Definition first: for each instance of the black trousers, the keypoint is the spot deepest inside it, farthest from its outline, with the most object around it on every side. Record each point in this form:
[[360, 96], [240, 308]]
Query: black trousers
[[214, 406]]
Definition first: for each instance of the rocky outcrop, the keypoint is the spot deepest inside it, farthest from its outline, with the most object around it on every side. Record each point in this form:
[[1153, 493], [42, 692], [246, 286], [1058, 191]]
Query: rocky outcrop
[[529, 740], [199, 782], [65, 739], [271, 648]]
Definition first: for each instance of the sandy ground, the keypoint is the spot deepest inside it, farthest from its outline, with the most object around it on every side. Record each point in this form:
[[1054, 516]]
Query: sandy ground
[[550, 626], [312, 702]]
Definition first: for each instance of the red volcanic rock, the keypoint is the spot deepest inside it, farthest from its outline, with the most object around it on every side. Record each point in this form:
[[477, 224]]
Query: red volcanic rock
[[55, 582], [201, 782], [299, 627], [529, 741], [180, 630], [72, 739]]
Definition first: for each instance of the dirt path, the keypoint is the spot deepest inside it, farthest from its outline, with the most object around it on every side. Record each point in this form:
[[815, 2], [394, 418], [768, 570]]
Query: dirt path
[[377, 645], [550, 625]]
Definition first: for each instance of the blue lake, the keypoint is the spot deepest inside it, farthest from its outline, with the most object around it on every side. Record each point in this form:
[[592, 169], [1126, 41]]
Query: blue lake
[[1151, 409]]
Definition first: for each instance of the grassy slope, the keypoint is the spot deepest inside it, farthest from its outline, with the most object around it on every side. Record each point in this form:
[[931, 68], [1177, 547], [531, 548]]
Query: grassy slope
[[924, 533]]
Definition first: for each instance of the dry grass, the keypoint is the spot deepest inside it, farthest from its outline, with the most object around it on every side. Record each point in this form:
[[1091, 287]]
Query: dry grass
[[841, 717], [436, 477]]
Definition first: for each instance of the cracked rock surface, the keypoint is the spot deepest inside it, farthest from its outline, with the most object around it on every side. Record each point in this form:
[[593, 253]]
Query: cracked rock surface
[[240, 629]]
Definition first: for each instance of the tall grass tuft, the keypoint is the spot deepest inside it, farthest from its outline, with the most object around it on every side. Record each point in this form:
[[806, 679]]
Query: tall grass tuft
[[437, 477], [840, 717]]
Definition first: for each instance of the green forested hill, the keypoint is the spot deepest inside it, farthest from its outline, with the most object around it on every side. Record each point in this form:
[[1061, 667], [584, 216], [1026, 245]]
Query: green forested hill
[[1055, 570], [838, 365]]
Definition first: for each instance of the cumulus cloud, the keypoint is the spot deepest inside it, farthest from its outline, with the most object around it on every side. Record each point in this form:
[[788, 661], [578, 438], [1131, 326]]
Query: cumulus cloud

● YOUR INSTRUCTIONS: Your answer should consist of every line from the entries that holds "cumulus".

● RESPONSE TO THIS TASK:
Definition first: for each instance of the cumulus cloud, the keypoint is the spot deepest inside it, farthest from its outline, with the most object around it on every side. Record each point in this form:
Query: cumulus cloud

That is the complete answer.